[Data taken from a collection]
-.-.-
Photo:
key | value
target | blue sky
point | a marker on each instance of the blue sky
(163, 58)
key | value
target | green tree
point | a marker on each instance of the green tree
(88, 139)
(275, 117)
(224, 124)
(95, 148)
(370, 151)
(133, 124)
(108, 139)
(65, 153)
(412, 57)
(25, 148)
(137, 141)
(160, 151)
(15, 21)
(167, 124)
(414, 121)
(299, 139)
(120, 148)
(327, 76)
-.-.-
Copy all of the material above line for line, without changing anything.

▶ _Solution for this problem_
Photo:
key | value
target | blue sky
point | a marker on each instance of the blue sky
(163, 58)
key | value
target | green tree
point | a marker on each instance of the green tree
(88, 139)
(275, 117)
(224, 124)
(95, 148)
(370, 151)
(133, 124)
(108, 139)
(65, 153)
(412, 57)
(25, 148)
(137, 141)
(160, 151)
(15, 21)
(167, 124)
(414, 121)
(299, 139)
(120, 148)
(327, 76)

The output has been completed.